■ Listed records

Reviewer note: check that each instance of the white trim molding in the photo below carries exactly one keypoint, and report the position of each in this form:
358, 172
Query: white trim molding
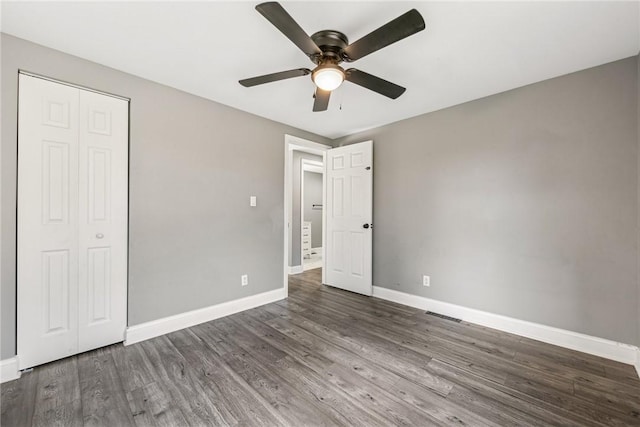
295, 269
9, 369
608, 349
156, 328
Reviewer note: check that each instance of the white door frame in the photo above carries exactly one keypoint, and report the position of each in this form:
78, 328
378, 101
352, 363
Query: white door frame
307, 165
292, 143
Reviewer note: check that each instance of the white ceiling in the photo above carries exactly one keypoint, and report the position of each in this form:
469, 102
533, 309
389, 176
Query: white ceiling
469, 50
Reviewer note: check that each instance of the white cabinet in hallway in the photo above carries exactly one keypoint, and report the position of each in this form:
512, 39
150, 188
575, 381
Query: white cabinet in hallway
306, 240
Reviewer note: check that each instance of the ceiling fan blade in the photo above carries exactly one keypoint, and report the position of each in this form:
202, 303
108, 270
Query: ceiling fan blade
374, 83
289, 27
321, 102
393, 31
274, 77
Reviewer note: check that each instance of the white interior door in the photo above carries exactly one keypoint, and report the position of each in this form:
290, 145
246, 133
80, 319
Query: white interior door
47, 221
70, 183
349, 213
103, 220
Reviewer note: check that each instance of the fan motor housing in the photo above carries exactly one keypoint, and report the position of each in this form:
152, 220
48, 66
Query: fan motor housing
331, 43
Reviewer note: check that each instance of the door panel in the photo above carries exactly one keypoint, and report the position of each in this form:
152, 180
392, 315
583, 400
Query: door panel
103, 219
47, 221
72, 220
350, 202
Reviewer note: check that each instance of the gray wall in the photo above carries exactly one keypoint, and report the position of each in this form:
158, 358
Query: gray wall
522, 204
295, 244
193, 165
313, 195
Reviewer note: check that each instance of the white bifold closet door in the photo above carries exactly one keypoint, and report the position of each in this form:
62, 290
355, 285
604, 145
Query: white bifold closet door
72, 220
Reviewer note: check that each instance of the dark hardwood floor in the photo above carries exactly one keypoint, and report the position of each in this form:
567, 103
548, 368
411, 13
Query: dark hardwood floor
328, 357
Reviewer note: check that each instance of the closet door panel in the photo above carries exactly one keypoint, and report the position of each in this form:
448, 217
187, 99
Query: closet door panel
103, 220
47, 255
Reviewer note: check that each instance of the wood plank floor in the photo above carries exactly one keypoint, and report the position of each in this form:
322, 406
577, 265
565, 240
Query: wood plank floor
327, 357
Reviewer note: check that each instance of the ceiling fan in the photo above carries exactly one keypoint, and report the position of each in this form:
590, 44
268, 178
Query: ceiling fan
328, 48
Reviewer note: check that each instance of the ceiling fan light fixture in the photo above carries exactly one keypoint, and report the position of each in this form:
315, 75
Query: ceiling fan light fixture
328, 76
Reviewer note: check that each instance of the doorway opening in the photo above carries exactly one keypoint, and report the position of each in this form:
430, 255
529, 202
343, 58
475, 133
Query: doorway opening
313, 154
311, 208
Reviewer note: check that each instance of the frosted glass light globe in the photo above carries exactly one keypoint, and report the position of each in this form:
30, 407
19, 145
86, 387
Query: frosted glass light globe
328, 78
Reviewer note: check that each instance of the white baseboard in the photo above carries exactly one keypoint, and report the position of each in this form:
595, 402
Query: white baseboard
295, 269
608, 349
9, 369
155, 328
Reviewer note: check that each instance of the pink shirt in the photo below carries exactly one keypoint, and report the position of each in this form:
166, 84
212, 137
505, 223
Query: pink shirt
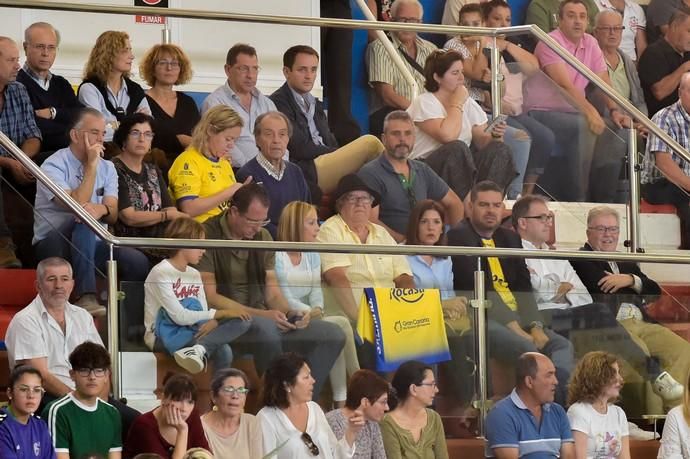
543, 94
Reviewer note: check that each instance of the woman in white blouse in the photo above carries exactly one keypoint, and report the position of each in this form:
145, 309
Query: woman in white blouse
293, 426
675, 440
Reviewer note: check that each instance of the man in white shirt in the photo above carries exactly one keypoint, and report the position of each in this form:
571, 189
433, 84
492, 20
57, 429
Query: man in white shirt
559, 289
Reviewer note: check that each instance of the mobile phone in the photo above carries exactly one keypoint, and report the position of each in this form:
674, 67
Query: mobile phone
499, 119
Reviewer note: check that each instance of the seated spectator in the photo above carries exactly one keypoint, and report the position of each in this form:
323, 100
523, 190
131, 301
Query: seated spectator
348, 274
81, 423
402, 182
621, 68
452, 136
201, 179
39, 336
675, 439
665, 175
664, 62
391, 90
528, 422
562, 297
367, 393
244, 279
52, 97
175, 113
144, 204
599, 427
313, 147
240, 94
633, 36
426, 227
107, 86
292, 423
18, 124
171, 428
176, 315
21, 432
91, 181
547, 14
412, 429
628, 291
299, 276
282, 180
515, 324
229, 430
564, 109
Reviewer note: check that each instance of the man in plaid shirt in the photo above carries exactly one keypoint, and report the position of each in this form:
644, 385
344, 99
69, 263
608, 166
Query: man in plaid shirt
16, 122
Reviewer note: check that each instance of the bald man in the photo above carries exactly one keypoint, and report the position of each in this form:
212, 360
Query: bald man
665, 175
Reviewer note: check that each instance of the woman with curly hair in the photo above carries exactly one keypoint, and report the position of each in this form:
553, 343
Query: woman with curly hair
106, 86
600, 428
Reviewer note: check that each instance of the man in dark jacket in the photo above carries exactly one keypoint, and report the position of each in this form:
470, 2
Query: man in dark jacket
313, 146
515, 325
628, 292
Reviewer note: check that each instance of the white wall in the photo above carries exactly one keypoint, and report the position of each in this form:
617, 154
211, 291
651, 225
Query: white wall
206, 42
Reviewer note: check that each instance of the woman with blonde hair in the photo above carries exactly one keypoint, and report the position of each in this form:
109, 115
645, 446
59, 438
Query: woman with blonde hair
675, 439
299, 276
107, 86
201, 178
600, 428
175, 113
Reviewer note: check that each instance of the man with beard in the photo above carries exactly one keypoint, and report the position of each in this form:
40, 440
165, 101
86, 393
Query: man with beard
403, 182
514, 325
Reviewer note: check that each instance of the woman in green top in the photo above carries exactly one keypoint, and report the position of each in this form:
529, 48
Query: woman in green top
411, 430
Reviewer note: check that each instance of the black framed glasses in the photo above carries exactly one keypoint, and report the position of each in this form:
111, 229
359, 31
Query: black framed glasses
313, 449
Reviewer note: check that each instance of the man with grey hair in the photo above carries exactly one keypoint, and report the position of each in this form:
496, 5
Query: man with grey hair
665, 176
283, 180
18, 124
54, 101
403, 182
390, 88
628, 292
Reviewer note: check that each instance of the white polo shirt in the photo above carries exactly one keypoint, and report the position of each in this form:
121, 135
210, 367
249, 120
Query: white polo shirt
33, 333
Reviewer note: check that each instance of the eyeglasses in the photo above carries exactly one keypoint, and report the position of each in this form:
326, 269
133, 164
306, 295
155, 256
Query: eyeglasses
44, 48
148, 135
171, 64
26, 390
605, 229
313, 449
611, 29
86, 372
544, 218
230, 390
408, 20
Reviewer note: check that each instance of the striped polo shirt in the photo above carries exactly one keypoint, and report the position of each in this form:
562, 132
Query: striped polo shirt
511, 425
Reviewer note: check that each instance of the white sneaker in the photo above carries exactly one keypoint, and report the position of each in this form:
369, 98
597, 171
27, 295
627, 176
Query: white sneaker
191, 358
637, 433
667, 388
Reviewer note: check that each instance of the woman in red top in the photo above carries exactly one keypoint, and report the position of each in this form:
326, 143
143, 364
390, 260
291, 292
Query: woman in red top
173, 427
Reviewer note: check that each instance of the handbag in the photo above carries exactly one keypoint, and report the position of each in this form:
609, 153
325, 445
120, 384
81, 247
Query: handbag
403, 324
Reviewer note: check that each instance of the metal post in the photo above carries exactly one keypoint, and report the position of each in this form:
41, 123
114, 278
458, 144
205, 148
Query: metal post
479, 305
113, 328
496, 79
634, 207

■ Work request
Write out the material above precisely, leaving each picture behind.

■ Exercise result
Reviewer note: check that each instance of the white trim molding in the photo below carries exactly one keypoint, and report the position of each in this form:
358, 172
Query: white trim molding
295, 269
9, 369
608, 349
156, 328
Reviewer note: check that each instance of the white door frame in the photo above carries exactly one keypoint, and report the position of each in this form:
78, 328
378, 101
352, 363
Query: white door frame
307, 165
292, 143
Reviewer note: check that each instance of the white ceiling in the photo above carries exactly one keypoint, and report the position of each in this form:
469, 102
533, 309
389, 176
Query: white ceiling
469, 50
Reviewer note: check that each instance of the white cabinet in hallway in the photo above carries exactly one keypoint, and report the position of each in this form:
512, 39
150, 188
575, 381
Query: white cabinet in hallway
306, 240
Reviewer note: check that each instance of the ceiling fan blade in the photo above carries exactly one keypoint, and report the position of each in this form:
202, 303
108, 270
Query: ceiling fan blade
374, 83
289, 27
321, 102
393, 31
274, 77
Reviewer note: check that each instance of the white interior door in the photo above carries exactly one keypoint, and report the position of each in this form:
290, 145
246, 133
80, 319
Query: white interior door
47, 221
70, 183
349, 213
103, 220
Reviewer note: check that each instance of the fan motor housing in the photo above carries exactly one keypoint, and report the position of each in this form:
152, 220
48, 66
Query: fan motor housing
331, 43
Reviewer note: check that each instance of the door panel in the photo above carries exactly one keypoint, and report the position of each in this form:
152, 180
392, 315
583, 400
Query: door panel
103, 219
47, 221
72, 220
350, 202
Reviewer note: check that each instance of the gray wall in the photo above carries exactly one keypoint, and report the position of each in this form:
158, 358
Query: gray wall
522, 204
295, 244
193, 165
313, 195
Reviewer note: check that each instance of the white bifold closet door in the photo above carries exactly one keypoint, and report the position of each in this form:
62, 290
355, 285
604, 145
Query: white bifold closet door
72, 220
Reviewer note: check that each instance of the dark hardwood floor in the photo above carries exactly one keypoint, and report the position of each in this form:
567, 103
548, 368
411, 13
Query: dark hardwood floor
328, 357
Reviewer note: check that each instance of the closet door panel in the photo above carries exactly one keypoint, and report the position of each in this form:
448, 217
187, 99
Query: closet door panel
103, 220
47, 255
Reviewer note: check that each instance of the wood plank floor in the photo above carries exactly one keypoint, and report the position of each in this form:
322, 406
577, 265
565, 240
Query: wood plank floor
327, 357
Reviewer note: check that each instance of the ceiling fan in the photo above carries exactly one keypoint, and report the position of each in this form:
590, 44
268, 178
Query: ceiling fan
328, 48
Reviewer note: check that each instance of the ceiling fan light fixture in the photo above carries exactly one keypoint, and report the position of each in this form:
315, 75
Query: ceiling fan light fixture
328, 76
Reviewer note: check that each instance of the doorway opening in the photo above carries exactly one keypoint, and report the position of each in this form:
430, 255
529, 202
343, 58
475, 133
Query: doorway opening
313, 154
311, 208
Reviewer note: check that each instance of the frosted glass light globe in the photo above carries exactly one keypoint, and report the position of each in this form:
30, 407
19, 145
86, 387
Query: frosted glass light globe
328, 78
Reviewer note: check that each instance of the white baseboard in the photo above carries exactly one keypoint, and report the position of each in this form:
595, 402
Query: white baseboard
295, 269
608, 349
9, 369
155, 328
Reviewer note: check that each instance of the pink shirt in the photo below carries exactly one keypoint, and report the position of each in this form:
166, 84
212, 137
505, 223
Query: pink shirt
543, 94
Reviewer note: check that each instance of the woman in white blouse in the photo above carries exactly one keypoint, and report the position of each in this form:
145, 309
Query: woman in white blouse
293, 426
675, 440
Reviewer note: check that each instance of the man in white shirt in the photo above carries exactly one keypoint, and report the position of each in this form:
571, 189
433, 84
492, 20
57, 429
Query: man in white shirt
559, 289
Reviewer note: check that each instance of the mobile phone in the photo above carries exactly one keypoint, and report the position of each in this form:
674, 67
Query: mobile phone
499, 119
Reviewer note: check that each instance of the seated spectator in the photo above carries exactly one keypoint, and report the position of each in this form:
323, 100
523, 190
131, 301
Query: seated spectator
348, 274
81, 423
402, 182
621, 68
452, 136
201, 179
39, 336
675, 439
665, 175
664, 62
391, 90
528, 422
562, 297
367, 393
244, 279
52, 97
175, 113
144, 204
599, 427
313, 147
240, 94
633, 36
426, 227
107, 86
292, 423
18, 124
171, 428
176, 315
21, 432
91, 181
547, 14
412, 429
628, 291
299, 276
282, 180
515, 324
229, 430
564, 109
Reviewer note: check that each instance of the man in plaid shirt in the photo above carries exactly one keypoint, and report the position of each in this form:
644, 385
344, 99
69, 263
608, 166
Query: man in plaid shirt
16, 122
Reviewer note: check that each instance of the bald man in the photo above carries exactly one keypoint, and report the position of each in this form:
212, 360
Query: bald man
665, 175
Reviewer note: check that each instance of the woman with curly hair in the photo above carries exactly one keypoint, and report the position of each in this form:
553, 343
Query: woman with curly hair
106, 86
600, 428
Reviewer note: check that each instance of the man in dark jacket in the photo above carries exactly one keypoint, and report the position of each in this form:
470, 2
Query: man in dark jacket
313, 146
515, 325
628, 292
Reviewer note: check that each instance of the white wall in the photo above carries exactly one keypoint, and report the position of each in this form:
617, 154
211, 291
651, 225
Query: white wall
206, 42
Reviewer note: check that each instance of the woman with blonde hair in the photo above carries exactly one keypoint, and report the position of each in this form:
109, 115
645, 446
59, 438
Query: woman with blonde hair
675, 439
299, 276
107, 86
201, 178
600, 428
175, 113
Reviewer note: check that each instance of the man with beard in the photo above carries exactly one keypoint, and report the position of each in this form:
40, 440
165, 101
86, 393
Query: man with beard
403, 182
514, 325
Reviewer note: check that each instance of the woman in green top in the photo above carries exactly one keypoint, and report the position of each in this form:
529, 48
Query: woman in green top
411, 430
Reviewer note: check that each instance of the black framed glasses in the photo above carries exactly one keypoint, and report the position of each in this form:
111, 229
359, 31
Query: black framed glasses
313, 449
Reviewer note: check that each instance of the man with grey hair in the photo above carries exactly one keypoint, and report the position of each in this form:
496, 5
Query: man with grey hair
665, 176
283, 180
18, 124
54, 101
403, 182
390, 88
628, 292
Reviewer note: check that each instance of the white polo shirt in the photo above carries exactly one keypoint, and report the position of each in this form:
121, 135
210, 367
249, 120
Query: white polo shirt
33, 333
Reviewer note: check that each instance of the eyeglasses in the photo above carries exactly one keypoint, and report the position of each in this form:
326, 269
133, 164
306, 295
155, 256
Query: eyeglasses
44, 48
148, 135
171, 64
26, 390
605, 229
313, 449
611, 29
86, 372
544, 218
230, 390
408, 20
Reviewer note: check that each instance of the striped polo shirt in the photo above carries exactly one keypoint, and report the position of each in this form:
562, 132
Query: striped polo shirt
511, 425
Reviewer note: check that each instance of the white sneaker in the photo above carries exactly one keypoint, and report the position of each in this form:
369, 98
597, 171
27, 295
627, 176
Query: white sneaker
191, 358
637, 433
667, 388
Reviewer note: check that each instance of the woman in red top in the photo above carries exactly one keypoint, and report the position of each in this form:
326, 143
143, 364
390, 260
291, 292
Query: woman in red top
173, 427
Reviewer note: check that each instance of the handbag in the photo above carries exactly one keypoint, and report the position of each in this form:
609, 153
325, 445
120, 384
81, 247
Query: handbag
403, 324
Reviewer note: check that each instance of the metal post in the photo above carries exactly one keypoint, and report the position of each in this form:
41, 123
114, 278
458, 144
205, 148
Query: metal post
479, 305
113, 328
496, 79
634, 207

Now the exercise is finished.